EXERCISE REQUIREMENTS — Continue the capacity and SLO text, picking up after its last sentence.

Capacity and SLOs¶
These targets describe the intended operating envelope for the current open-source runtime on one machine, not a hosted multi-tenant service.
Baseline assumptions¶
- Storage is on a local SSD, not a network filesystem.
- One background runtime owns routine ingest and curation.
- SQLite runs with WAL enabled so readers can continue during short writes.
- Embedding model download and first-time warmup are outside steady-state SLOs.
- LLM answer generation time is tracked separately from local retrieval time.
SLO targets¶
| Area | Target |
|---|---|
answer retrieval latency |
p50 under 500 ms, p95 under 2 s for a warm local index up to 100k records/project. |
answer end-to-end latency |
p95 under 8 s for normal questions when the answer model is available locally or through a responsive API. |
| Ingest throughput | Drain normal agent-session traces at 5-20 MB/minute, bounded mostly by extraction/model time rather than SQLite writes. |
| Queue recovery | After a crash or restart, queued ingest work resumes without manual cleanup; duplicate processing must be idempotent. |
| Index freshness | FTS and embedding indexes are derived from canonical records and should normally have zero missing rows after writes settle. |
| Curation | Routine compaction, supersession, and index refresh should finish in minutes for an active project, not block reads. |
Search index freshness contract¶
The records table is the source of truth. records_fts and
record_embeddings are derived indexes used by answer retrieval. Search quality
depends on those derived indexes staying complete, so freshness is an explicit
operational contract:
- Every committed record write should schedule or perform a best-effort refresh for both FTS and embedding rows.
- A healthy warm index reports
record_count == fts_count,record_count == embedding_count, andmissing_embedding_count == 0for the inspected project scope. - During startup, crash recovery, model changes, or first-time embedding setup, temporary gaps are allowed, but the runtime must make forward progress toward those healthy counts without requiring manual SQL edits.
- Retrieval may continue while indexes catch up, but user-facing diagnostics should describe the index as warming, stale, or degraded instead of implying that search is fully fresh.
- Index repair must rebuild from canonical records rather than treating derived index rows as authoritative.

RECORDED INFORMATION —
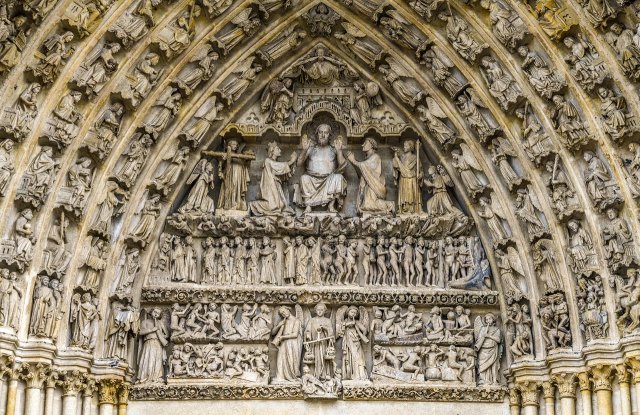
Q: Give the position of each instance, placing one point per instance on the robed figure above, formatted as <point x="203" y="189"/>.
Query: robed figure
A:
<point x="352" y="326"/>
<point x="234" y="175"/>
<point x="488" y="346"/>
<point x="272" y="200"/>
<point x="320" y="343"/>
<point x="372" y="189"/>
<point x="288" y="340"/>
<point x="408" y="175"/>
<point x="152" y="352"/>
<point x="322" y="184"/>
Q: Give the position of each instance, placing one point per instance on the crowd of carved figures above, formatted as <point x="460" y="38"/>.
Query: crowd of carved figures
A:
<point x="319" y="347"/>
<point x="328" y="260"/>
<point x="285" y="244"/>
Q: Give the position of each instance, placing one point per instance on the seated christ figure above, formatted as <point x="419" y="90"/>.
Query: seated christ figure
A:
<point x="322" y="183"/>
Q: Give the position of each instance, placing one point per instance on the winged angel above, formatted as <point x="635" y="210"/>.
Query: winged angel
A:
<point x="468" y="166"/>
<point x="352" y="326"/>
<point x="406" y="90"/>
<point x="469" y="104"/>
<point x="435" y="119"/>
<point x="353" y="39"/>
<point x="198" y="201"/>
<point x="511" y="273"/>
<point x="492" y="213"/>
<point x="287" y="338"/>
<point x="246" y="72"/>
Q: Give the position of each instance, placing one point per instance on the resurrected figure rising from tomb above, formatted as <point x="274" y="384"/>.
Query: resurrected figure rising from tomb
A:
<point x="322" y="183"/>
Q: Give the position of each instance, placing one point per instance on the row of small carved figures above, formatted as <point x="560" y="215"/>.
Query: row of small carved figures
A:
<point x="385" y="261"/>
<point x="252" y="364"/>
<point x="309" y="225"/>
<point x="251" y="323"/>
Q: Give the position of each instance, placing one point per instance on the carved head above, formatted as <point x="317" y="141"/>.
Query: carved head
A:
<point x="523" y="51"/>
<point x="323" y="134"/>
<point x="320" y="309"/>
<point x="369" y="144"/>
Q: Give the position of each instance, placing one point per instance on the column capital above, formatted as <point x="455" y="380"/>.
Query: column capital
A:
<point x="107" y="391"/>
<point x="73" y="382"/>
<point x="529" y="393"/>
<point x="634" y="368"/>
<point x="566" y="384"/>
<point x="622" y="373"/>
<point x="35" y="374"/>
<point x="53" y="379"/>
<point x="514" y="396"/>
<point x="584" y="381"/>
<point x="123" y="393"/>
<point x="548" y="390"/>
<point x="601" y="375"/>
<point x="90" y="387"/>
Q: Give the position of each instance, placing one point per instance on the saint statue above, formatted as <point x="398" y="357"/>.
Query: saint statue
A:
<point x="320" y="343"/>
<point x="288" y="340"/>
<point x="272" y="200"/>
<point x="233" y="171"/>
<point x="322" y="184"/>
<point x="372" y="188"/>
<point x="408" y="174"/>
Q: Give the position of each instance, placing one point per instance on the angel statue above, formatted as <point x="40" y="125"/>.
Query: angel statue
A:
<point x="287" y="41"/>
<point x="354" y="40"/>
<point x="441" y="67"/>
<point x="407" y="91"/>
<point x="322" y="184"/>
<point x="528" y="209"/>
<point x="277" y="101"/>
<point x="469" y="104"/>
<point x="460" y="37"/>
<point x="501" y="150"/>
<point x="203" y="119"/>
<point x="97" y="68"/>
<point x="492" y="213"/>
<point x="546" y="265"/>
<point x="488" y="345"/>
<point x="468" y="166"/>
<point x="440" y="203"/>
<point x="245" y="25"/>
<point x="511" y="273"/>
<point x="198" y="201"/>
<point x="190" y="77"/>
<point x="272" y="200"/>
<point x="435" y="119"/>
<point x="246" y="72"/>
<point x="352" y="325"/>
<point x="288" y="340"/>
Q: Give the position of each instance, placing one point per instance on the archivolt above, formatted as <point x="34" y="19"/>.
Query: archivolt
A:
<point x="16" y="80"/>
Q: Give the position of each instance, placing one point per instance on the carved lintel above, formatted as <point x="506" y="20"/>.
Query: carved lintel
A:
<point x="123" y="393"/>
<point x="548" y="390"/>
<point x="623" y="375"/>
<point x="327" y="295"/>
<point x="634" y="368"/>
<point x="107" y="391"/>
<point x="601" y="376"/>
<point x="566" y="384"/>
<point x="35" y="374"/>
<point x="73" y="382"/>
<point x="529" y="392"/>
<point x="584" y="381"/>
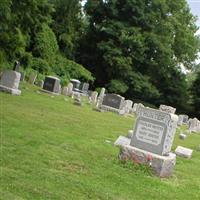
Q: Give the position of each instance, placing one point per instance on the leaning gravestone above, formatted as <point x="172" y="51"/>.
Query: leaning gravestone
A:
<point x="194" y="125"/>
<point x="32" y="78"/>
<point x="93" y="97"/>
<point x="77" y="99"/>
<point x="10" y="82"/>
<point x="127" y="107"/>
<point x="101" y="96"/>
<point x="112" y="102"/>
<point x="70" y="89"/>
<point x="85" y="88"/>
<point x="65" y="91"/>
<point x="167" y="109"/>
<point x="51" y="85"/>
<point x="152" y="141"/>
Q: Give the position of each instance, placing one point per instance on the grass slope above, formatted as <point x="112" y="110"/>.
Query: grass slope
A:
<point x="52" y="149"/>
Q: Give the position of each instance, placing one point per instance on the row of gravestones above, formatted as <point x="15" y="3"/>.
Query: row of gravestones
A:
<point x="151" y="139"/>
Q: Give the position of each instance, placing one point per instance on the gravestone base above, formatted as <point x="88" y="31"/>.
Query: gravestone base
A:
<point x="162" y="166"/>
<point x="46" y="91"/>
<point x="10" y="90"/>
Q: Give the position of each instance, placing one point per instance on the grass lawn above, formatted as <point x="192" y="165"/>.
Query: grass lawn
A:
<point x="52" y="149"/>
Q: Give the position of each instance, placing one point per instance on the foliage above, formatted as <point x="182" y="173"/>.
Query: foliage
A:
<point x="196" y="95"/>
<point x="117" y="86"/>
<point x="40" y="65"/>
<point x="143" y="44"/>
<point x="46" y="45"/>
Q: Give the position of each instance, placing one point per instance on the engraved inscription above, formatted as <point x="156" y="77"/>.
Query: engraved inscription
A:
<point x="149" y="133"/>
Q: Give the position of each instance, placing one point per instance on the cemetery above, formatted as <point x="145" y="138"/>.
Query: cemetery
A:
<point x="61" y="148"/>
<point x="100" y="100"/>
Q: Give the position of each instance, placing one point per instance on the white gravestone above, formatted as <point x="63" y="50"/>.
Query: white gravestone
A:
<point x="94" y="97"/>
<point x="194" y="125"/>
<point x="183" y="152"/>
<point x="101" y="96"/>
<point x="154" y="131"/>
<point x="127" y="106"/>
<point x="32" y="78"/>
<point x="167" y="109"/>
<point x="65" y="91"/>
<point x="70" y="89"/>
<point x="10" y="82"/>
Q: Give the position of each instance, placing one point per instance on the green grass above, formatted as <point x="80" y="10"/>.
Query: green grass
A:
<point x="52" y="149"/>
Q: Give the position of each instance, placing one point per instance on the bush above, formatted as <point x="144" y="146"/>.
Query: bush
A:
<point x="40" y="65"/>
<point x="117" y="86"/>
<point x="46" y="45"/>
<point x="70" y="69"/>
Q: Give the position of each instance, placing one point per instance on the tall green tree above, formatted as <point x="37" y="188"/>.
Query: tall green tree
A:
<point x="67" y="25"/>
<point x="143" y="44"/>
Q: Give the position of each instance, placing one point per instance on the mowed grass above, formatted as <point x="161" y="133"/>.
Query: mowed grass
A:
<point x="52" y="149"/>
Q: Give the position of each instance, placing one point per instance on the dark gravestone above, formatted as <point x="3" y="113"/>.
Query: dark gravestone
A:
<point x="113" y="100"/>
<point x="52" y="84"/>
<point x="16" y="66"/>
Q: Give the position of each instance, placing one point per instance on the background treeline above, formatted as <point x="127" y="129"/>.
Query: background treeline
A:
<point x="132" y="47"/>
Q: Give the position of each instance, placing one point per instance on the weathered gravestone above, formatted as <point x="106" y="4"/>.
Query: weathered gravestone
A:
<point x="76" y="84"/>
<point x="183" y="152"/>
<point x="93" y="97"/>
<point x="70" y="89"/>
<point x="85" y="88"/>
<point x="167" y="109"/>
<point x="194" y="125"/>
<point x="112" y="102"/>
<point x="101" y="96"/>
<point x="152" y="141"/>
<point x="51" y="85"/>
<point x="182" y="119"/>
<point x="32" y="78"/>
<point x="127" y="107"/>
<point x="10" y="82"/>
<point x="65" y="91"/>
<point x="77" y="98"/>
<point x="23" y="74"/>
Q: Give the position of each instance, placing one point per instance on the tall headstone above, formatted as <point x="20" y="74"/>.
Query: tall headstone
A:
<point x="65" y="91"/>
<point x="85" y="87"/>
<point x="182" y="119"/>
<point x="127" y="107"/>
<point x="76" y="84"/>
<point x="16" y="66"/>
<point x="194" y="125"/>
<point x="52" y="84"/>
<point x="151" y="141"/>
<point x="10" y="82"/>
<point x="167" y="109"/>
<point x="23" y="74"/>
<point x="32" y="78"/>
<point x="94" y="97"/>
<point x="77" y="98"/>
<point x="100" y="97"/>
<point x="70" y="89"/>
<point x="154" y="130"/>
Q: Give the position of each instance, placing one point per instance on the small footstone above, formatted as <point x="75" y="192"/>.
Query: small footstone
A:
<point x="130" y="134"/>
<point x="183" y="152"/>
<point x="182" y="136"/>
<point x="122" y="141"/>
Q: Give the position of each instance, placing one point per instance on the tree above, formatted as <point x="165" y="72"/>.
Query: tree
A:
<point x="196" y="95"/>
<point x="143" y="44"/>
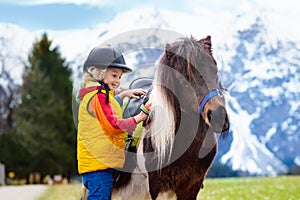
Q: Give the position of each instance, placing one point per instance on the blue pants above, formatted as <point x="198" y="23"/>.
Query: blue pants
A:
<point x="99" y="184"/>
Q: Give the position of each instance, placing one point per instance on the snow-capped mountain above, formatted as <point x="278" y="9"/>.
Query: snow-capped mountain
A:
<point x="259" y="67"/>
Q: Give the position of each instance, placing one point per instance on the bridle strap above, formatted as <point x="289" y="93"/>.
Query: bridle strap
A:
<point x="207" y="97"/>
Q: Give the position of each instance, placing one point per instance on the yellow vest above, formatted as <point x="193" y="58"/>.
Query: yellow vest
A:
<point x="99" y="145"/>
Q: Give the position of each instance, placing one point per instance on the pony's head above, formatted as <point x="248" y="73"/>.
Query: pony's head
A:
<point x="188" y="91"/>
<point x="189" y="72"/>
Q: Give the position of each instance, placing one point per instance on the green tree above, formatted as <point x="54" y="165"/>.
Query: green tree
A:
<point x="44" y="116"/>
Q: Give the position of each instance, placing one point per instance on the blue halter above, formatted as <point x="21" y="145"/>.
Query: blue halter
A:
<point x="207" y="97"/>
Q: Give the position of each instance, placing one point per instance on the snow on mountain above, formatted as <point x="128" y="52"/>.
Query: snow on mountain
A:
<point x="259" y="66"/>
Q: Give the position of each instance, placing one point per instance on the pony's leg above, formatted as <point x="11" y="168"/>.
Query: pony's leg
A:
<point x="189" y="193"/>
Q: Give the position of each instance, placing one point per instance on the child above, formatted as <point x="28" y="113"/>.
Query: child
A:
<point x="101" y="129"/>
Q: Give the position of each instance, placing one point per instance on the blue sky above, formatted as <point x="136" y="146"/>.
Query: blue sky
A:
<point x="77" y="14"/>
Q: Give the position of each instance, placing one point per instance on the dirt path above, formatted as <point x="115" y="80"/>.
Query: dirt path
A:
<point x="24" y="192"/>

--

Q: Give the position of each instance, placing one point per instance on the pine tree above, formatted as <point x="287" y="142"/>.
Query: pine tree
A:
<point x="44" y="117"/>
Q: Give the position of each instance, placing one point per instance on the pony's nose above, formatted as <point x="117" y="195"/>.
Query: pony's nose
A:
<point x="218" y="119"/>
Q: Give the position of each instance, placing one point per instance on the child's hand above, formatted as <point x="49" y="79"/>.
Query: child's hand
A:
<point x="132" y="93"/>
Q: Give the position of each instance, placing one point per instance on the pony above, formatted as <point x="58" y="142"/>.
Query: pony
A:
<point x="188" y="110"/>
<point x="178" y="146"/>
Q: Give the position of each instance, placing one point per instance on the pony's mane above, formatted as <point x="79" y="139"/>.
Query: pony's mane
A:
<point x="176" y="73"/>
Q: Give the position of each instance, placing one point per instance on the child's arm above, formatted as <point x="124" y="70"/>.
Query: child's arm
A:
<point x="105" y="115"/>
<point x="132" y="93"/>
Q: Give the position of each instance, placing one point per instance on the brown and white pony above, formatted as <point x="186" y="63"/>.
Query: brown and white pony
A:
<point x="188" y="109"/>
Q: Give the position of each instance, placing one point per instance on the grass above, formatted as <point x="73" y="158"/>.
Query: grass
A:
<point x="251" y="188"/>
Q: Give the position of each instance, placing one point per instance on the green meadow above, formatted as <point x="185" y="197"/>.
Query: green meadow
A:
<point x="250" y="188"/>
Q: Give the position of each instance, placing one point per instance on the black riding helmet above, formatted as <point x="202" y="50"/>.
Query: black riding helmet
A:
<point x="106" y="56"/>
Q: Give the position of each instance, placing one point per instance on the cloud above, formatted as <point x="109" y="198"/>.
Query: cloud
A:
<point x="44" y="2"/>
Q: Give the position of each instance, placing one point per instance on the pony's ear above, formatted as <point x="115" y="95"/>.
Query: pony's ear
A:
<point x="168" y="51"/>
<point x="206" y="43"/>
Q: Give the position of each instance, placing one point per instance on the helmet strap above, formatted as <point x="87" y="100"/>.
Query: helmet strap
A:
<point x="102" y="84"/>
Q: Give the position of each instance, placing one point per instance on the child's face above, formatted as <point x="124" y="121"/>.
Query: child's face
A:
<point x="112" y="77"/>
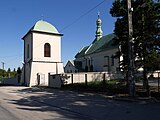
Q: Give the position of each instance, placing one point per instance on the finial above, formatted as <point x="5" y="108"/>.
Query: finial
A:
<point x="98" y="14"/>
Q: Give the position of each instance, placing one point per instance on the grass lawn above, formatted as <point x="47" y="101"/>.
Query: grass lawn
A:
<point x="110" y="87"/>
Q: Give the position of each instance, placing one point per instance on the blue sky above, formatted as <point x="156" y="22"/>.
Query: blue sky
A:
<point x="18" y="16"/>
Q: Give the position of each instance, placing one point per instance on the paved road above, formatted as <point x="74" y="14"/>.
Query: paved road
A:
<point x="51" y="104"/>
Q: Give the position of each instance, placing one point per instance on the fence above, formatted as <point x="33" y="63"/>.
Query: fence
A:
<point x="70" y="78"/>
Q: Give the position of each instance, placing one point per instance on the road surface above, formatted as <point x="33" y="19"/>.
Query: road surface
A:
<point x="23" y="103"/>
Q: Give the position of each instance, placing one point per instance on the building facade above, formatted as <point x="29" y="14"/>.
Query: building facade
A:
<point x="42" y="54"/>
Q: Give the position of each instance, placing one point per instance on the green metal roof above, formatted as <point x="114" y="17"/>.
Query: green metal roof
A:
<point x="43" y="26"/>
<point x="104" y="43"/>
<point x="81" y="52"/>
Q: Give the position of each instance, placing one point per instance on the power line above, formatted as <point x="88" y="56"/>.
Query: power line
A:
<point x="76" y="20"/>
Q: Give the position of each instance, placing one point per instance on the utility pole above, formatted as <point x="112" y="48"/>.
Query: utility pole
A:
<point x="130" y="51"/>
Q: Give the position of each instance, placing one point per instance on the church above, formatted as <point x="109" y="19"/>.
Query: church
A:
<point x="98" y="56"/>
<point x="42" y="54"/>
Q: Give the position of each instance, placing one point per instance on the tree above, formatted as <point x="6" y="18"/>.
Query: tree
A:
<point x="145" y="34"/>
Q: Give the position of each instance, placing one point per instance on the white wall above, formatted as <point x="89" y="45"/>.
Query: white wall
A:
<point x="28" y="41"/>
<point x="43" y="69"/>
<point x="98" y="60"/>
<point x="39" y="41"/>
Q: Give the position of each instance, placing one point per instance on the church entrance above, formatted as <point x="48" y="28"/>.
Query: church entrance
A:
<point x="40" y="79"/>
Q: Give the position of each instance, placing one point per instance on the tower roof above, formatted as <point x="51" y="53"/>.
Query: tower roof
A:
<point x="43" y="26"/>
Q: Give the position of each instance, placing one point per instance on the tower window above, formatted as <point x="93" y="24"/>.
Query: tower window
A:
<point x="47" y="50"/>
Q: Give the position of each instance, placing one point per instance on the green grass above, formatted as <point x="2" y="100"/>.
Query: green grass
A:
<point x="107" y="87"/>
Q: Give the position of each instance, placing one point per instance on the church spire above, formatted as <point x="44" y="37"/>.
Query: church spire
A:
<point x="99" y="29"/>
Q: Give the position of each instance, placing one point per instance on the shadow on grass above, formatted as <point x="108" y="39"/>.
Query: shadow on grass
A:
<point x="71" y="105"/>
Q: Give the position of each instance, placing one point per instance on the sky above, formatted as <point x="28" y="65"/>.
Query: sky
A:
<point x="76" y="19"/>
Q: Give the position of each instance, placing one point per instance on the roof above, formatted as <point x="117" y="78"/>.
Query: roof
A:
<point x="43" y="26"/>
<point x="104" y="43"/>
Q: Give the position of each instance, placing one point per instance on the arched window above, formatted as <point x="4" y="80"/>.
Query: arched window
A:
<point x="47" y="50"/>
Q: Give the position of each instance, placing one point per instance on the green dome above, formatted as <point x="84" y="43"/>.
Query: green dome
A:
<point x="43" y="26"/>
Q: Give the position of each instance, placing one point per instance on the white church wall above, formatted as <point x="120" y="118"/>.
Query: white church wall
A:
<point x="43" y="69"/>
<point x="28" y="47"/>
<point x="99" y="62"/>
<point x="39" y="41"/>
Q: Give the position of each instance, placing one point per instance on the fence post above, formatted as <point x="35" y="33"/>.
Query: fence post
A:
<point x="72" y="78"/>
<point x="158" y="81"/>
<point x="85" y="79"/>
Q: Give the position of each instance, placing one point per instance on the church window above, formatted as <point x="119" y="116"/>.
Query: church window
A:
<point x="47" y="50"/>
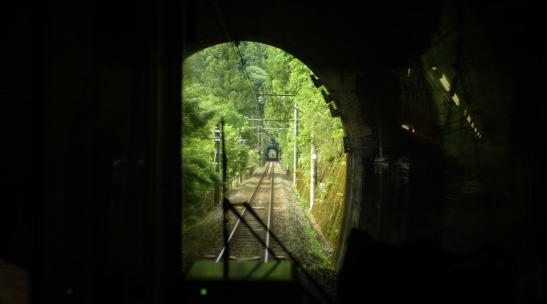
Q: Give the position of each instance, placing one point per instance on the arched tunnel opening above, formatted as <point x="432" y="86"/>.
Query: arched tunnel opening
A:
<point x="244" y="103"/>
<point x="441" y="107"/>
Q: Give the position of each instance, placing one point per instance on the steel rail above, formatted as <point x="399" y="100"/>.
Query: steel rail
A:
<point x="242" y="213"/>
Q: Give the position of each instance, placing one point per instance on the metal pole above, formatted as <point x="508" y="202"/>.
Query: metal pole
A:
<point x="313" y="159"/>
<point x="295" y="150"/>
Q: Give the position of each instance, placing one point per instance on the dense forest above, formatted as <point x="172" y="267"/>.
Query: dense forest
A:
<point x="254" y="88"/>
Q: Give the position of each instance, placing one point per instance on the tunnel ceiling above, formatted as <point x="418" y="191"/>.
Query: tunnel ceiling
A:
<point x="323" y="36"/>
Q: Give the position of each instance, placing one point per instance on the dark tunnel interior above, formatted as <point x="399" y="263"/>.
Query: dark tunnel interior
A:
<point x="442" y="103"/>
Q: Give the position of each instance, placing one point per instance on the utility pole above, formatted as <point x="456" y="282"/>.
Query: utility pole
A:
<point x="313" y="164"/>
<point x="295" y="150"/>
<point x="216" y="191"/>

ANSWER SPACE —
Practical capacity envelope¶
- Trace size: normal traces should stay under 5 MB; large traces up to 50 MB are supported but should be processed asynchronously.
- Records per project: design for 10k-100k active records/project before users need to archive, split projects, or tune curation.
- Global database: design for hundreds of projects and up to about 1M total records on a developer laptop.
- Queue depth: short bursts of hundreds of pending sessions are acceptable if the runtime can make steady forward progress and expose retry state.
SQLite write-lock assumptions¶
SQLite is the right default while Lerim is local-first, but it is still a single-writer database.
- Keep write transactions short: normalize outside the transaction, then commit records, versions, embeddings, and queue state together.
- Allow many readers, but assume only one active writer for
ingestorcurateat a time. - Use bounded busy timeouts and retry with backoff instead of blocking the CLI indefinitely.
- Do not place
~/.lerim/context.sqlite3on Dropbox, iCloud Drive, NFS, or other syncing/network filesystems. - If a manual command and background runtime contend, the user-facing command should fail clearly or wait briefly with a visible message.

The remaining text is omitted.